:: QUOTED PASSAGE
I'm glad these issues are being brought up, as it seems that this is how Slipstream technology works; it shows the user what the problems are, then the subliminal finds a way around the problem with minimal resistance.
Full day of work. Hit the weights hard, and did most of my pMemory lesson. I measured my left arm after the workout; holy shit, my (left) arm is 16".
I have even more insights that I forgot about yesterday:
3) People aren't "dumb" or "lazy"; they've mostly been conned into decisions that make them broke, tired, and busy.
Most of the things that we're implicitly told to do are things that occupy our money, our time, and our energy in major ways.
Let's go through the list:
- "You HAVE to go to college to get a good job" = debt and enough of a time commitment to prevent you from earning money
- "You SHOULD get married, or else it would be weird after a certain age" = expensive ring, expensive wedding ceremony, possibly an expensive (demanding) partner, and statistically an expensive divorce. Energy levels can vary depending on how awesome your spouse is.
- Having kids, even before being financially ready for it = huge time, money, and energy commitment
I came across this realization when I realized that every single one of the clients I've seen since I've started my internship have been quite intelligent and present. Some are over 70 and are still 'there', as much as they can with their condition. They mostly understood the medications they were taking, and the risk of interactions.
So, with this in mind, I asked myself: "why is it common in self-help to call the masses 'stupid' or 'lazy'?" In my life, I'm finding plenty of people who aren't so.
I'm becoming aware that the typical western lifestyle is one that is wrongly sold. The benefits are exaggerated to the point of ridiculous, and the disadvantages are swept under the rug as "well, that's just the way it is". Unfortunately, there's so much gravitational pull behind it that people settle into it, become comfortable, and don't bother to look at the other options.
::::
:: DATA PROVIDED
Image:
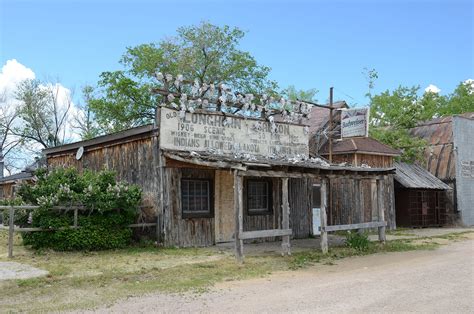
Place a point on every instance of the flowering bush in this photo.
(110, 207)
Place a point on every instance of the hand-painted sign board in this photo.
(214, 132)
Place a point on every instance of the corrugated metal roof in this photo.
(416, 177)
(359, 145)
(439, 155)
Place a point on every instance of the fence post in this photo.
(10, 232)
(381, 210)
(75, 217)
(324, 234)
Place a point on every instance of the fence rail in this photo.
(11, 223)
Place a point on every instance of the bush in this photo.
(357, 241)
(99, 231)
(110, 207)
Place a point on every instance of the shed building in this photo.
(449, 157)
(420, 197)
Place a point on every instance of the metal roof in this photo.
(227, 161)
(416, 177)
(363, 145)
(439, 155)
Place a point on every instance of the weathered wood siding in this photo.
(347, 206)
(192, 232)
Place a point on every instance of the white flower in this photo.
(160, 76)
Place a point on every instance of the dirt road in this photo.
(421, 281)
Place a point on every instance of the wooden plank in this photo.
(277, 174)
(381, 210)
(246, 235)
(324, 234)
(11, 228)
(364, 225)
(285, 211)
(212, 164)
(238, 209)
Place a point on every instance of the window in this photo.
(196, 198)
(259, 197)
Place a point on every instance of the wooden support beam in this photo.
(363, 225)
(324, 234)
(10, 231)
(381, 210)
(276, 174)
(246, 235)
(285, 212)
(238, 209)
(211, 164)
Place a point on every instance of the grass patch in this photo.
(80, 280)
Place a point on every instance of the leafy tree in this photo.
(43, 113)
(85, 121)
(293, 94)
(205, 52)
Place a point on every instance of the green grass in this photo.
(79, 280)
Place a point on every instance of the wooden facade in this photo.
(136, 157)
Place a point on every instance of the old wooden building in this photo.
(449, 157)
(206, 181)
(420, 197)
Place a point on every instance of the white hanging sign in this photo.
(355, 122)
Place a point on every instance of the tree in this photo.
(205, 52)
(293, 94)
(84, 121)
(43, 111)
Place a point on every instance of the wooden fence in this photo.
(11, 223)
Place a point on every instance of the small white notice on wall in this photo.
(354, 122)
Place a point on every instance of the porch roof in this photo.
(246, 162)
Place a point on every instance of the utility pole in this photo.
(330, 122)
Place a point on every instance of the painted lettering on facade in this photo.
(202, 132)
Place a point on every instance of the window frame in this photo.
(254, 212)
(190, 214)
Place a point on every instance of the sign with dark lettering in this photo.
(354, 122)
(209, 132)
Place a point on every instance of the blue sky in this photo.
(309, 44)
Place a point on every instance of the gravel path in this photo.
(12, 270)
(420, 281)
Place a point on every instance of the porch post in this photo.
(381, 210)
(238, 209)
(285, 211)
(324, 234)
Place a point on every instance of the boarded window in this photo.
(259, 197)
(196, 198)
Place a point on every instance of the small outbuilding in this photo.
(420, 197)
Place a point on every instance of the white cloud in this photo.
(432, 89)
(11, 74)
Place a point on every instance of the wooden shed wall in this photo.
(184, 232)
(347, 206)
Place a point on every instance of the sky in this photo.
(309, 44)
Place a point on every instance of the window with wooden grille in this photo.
(196, 198)
(259, 197)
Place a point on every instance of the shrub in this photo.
(110, 207)
(358, 241)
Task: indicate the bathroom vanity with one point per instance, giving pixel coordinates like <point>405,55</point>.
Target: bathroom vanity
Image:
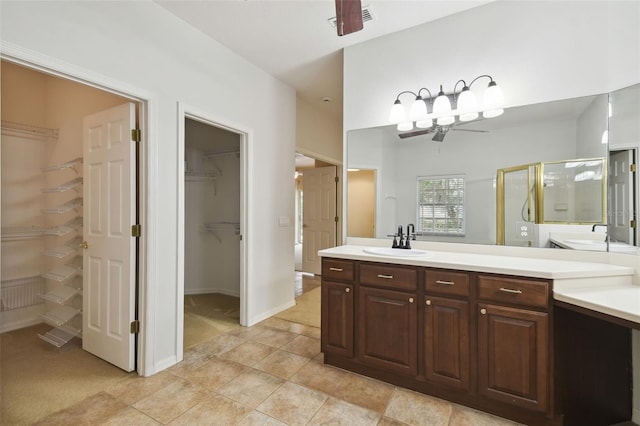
<point>479,330</point>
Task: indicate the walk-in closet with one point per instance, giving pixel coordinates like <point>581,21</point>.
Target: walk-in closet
<point>42,200</point>
<point>212,227</point>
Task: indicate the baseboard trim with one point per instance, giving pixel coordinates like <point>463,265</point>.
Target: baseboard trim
<point>265,315</point>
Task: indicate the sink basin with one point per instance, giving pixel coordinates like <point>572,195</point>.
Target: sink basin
<point>387,251</point>
<point>589,242</point>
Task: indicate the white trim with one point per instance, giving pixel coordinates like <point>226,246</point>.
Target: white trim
<point>209,290</point>
<point>148,165</point>
<point>189,111</point>
<point>265,315</point>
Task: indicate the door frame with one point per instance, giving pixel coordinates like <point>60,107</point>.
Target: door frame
<point>194,113</point>
<point>148,113</point>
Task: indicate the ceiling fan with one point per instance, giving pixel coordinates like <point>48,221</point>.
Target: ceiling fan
<point>440,132</point>
<point>348,16</point>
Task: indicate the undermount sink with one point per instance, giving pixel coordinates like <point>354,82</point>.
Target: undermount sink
<point>388,251</point>
<point>580,241</point>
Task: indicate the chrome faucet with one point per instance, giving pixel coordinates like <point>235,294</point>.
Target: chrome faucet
<point>411,235</point>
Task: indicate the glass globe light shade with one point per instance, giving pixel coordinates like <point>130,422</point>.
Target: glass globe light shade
<point>467,105</point>
<point>493,97</point>
<point>404,126</point>
<point>442,105</point>
<point>446,120</point>
<point>418,110</point>
<point>492,113</point>
<point>424,124</point>
<point>397,113</point>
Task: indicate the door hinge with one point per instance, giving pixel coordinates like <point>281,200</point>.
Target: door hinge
<point>136,135</point>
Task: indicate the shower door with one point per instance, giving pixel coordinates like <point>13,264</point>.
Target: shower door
<point>516,206</point>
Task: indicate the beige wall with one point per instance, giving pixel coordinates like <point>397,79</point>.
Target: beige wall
<point>318,134</point>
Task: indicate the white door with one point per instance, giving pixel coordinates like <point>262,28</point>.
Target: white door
<point>318,215</point>
<point>621,197</point>
<point>109,257</point>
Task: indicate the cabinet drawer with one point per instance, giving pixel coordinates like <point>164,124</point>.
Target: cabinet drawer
<point>341,270</point>
<point>393,277</point>
<point>446,282</point>
<point>514,290</point>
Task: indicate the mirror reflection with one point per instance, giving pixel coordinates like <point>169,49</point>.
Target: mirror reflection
<point>445,181</point>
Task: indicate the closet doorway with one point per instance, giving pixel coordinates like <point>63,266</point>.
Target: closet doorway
<point>212,239</point>
<point>69,143</point>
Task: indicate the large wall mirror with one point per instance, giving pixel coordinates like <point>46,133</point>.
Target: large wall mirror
<point>448,183</point>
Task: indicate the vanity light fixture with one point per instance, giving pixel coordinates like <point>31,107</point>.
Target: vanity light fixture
<point>467,106</point>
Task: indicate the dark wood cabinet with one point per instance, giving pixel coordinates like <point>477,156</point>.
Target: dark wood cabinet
<point>447,341</point>
<point>513,356</point>
<point>514,346</point>
<point>337,307</point>
<point>387,330</point>
<point>478,339</point>
<point>337,317</point>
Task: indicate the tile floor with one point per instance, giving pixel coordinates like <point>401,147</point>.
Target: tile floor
<point>268,374</point>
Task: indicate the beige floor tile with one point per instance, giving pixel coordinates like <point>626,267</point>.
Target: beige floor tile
<point>92,410</point>
<point>418,409</point>
<point>256,418</point>
<point>274,337</point>
<point>248,353</point>
<point>282,364</point>
<point>170,402</point>
<point>278,323</point>
<point>365,392</point>
<point>386,421</point>
<point>335,412</point>
<point>191,360</point>
<point>304,346</point>
<point>136,388</point>
<point>247,333</point>
<point>251,387</point>
<point>293,404</point>
<point>214,410</point>
<point>219,345</point>
<point>320,377</point>
<point>130,416</point>
<point>464,416</point>
<point>215,373</point>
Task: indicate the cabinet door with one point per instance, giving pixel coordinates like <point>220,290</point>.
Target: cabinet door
<point>446,341</point>
<point>337,318</point>
<point>387,329</point>
<point>513,358</point>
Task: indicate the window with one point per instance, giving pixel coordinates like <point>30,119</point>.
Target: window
<point>440,205</point>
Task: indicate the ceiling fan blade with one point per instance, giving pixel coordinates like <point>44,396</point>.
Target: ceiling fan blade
<point>414,133</point>
<point>348,16</point>
<point>439,136</point>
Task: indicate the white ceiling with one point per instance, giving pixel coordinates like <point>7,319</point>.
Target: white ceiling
<point>293,40</point>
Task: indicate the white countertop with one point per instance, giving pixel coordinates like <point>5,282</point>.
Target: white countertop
<point>522,266</point>
<point>600,287</point>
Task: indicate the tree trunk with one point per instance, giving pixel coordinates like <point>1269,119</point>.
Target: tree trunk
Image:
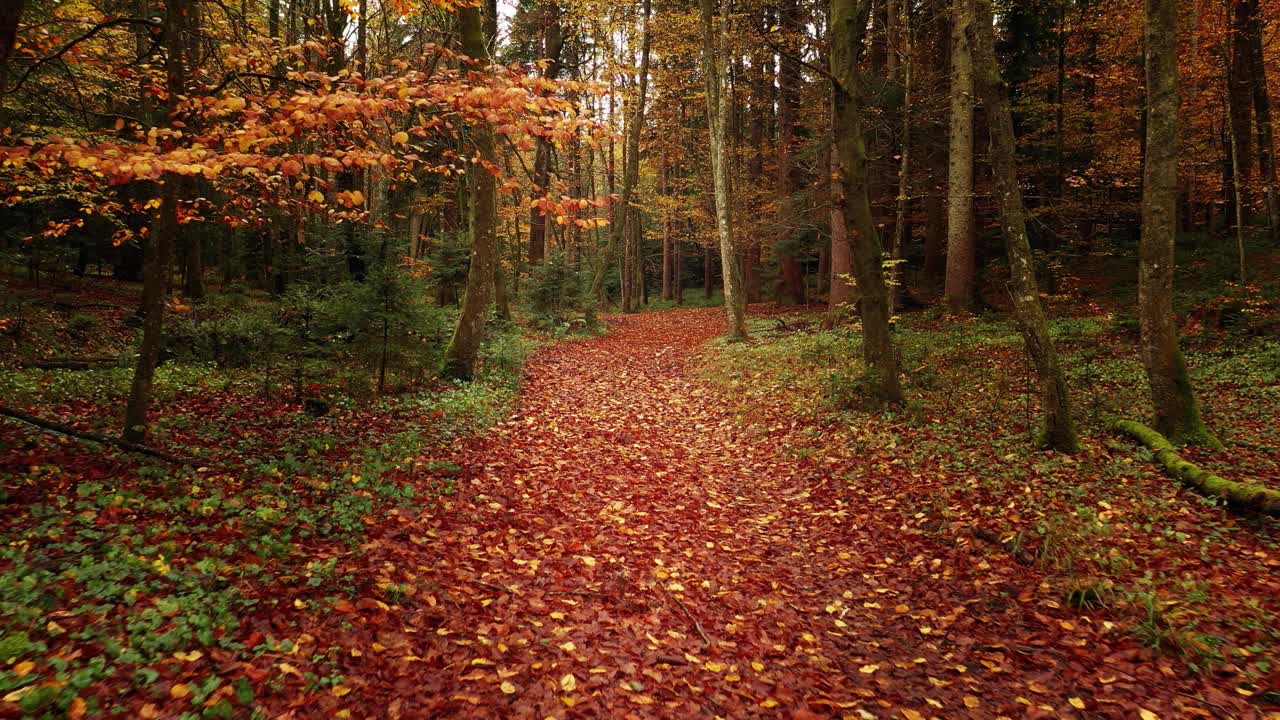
<point>1176,411</point>
<point>679,270</point>
<point>901,39</point>
<point>848,31</point>
<point>718,108</point>
<point>10,17</point>
<point>1057,431</point>
<point>460,358</point>
<point>935,199</point>
<point>792,288</point>
<point>1240,98</point>
<point>195,286</point>
<point>708,273</point>
<point>164,229</point>
<point>553,44</point>
<point>630,171</point>
<point>841,259</point>
<point>960,223</point>
<point>1262,112</point>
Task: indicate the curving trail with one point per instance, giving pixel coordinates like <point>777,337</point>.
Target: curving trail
<point>625,548</point>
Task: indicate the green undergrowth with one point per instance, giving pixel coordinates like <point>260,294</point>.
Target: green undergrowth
<point>1109,531</point>
<point>119,578</point>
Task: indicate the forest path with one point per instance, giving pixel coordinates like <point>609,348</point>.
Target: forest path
<point>626,548</point>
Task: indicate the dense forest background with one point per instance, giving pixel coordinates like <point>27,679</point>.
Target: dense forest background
<point>987,272</point>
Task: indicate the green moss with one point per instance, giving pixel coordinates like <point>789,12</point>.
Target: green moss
<point>1243,495</point>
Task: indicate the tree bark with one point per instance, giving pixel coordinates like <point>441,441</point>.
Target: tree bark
<point>960,223</point>
<point>792,288</point>
<point>10,17</point>
<point>630,169</point>
<point>848,33</point>
<point>1262,113</point>
<point>159,242</point>
<point>195,259</point>
<point>1057,431</point>
<point>841,259</point>
<point>718,109</point>
<point>1240,98</point>
<point>1176,411</point>
<point>901,39</point>
<point>1242,495</point>
<point>464,349</point>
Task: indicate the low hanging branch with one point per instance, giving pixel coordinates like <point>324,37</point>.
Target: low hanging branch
<point>95,437</point>
<point>1242,495</point>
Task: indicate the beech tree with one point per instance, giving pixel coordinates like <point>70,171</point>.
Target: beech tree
<point>960,226</point>
<point>1057,429</point>
<point>848,35</point>
<point>716,59</point>
<point>1176,410</point>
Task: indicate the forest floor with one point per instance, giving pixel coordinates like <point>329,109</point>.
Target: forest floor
<point>659,531</point>
<point>627,546</point>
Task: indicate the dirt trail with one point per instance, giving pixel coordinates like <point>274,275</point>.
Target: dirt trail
<point>625,548</point>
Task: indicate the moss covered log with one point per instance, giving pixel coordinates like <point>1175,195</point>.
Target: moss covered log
<point>1242,495</point>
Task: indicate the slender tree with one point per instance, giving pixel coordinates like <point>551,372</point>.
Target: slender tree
<point>159,242</point>
<point>630,169</point>
<point>460,356</point>
<point>960,226</point>
<point>1057,431</point>
<point>720,105</point>
<point>1262,113</point>
<point>1176,411</point>
<point>848,35</point>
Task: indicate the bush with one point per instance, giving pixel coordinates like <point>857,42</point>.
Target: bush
<point>554,290</point>
<point>81,326</point>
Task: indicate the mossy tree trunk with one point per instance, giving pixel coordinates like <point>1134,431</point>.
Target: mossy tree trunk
<point>630,172</point>
<point>848,33</point>
<point>720,108</point>
<point>1176,411</point>
<point>960,226</point>
<point>1057,429</point>
<point>1242,495</point>
<point>460,358</point>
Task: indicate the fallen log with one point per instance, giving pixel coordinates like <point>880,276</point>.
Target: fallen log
<point>1240,495</point>
<point>95,437</point>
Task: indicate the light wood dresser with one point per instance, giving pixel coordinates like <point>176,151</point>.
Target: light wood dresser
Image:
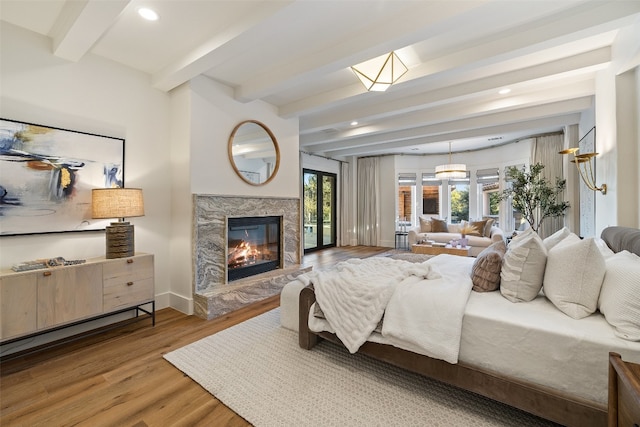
<point>624,392</point>
<point>38,301</point>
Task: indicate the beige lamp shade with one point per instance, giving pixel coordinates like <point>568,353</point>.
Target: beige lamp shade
<point>116,203</point>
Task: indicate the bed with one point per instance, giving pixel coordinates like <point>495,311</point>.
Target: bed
<point>529,355</point>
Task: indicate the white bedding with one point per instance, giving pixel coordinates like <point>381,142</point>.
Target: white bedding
<point>535,342</point>
<point>355,293</point>
<point>426,315</point>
::::
REQUIREMENT — Could you rewrite the part of the lifestyle passage that begins at the words "Let's go through" and stops after "your spouse is.", changing "college" to "university"?

EXPECTED ANSWER —
Let's go through the list:
- "You HAVE to go to university to get a good job" = debt and enough of a time commitment to prevent you from earning money
- "You SHOULD get married, or else it would be weird after a certain age" = expensive ring, expensive wedding ceremony, possibly an expensive (demanding) partner, and statistically an expensive divorce. Energy levels can vary depending on how awesome your spouse is.